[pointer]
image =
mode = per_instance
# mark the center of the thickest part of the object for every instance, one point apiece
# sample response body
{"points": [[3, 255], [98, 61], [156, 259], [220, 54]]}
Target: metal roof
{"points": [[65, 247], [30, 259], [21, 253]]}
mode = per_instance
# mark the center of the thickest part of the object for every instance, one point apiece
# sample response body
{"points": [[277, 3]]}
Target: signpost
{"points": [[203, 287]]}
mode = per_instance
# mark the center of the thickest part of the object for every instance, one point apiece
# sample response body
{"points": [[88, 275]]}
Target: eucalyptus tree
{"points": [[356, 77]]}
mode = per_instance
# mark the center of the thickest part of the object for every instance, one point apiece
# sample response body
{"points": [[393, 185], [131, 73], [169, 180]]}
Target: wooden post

------------

◆ **WHAT YOU ARE ASKED TO DO**: Can you give these items again with each "thickest part" changed to "widest part" and nothing else altered?

◆ **FULL SOLUTION**:
[pointer]
image =
mode = per_instance
# mark the center of the widest part of the object for every instance, one point apiece
# sample response body
{"points": [[3, 255], [98, 61], [156, 259], [220, 54]]}
Target: metal roof
{"points": [[65, 247], [30, 259], [21, 253]]}
mode = per_instance
# mark the center of the widest part of the object for every instance, one point apiece
# sample response body
{"points": [[277, 3]]}
Target: signpost
{"points": [[203, 287]]}
mode = per_instance
# mark the center of the widest part of the object for every instance, one point apiece
# sample response body
{"points": [[88, 275]]}
Target: eucalyptus tree
{"points": [[356, 77]]}
mode = per_instance
# mark the center of the widest part of the object for every instance, one point apiece
# sample response body
{"points": [[393, 185], [131, 73], [169, 180]]}
Target: wooden post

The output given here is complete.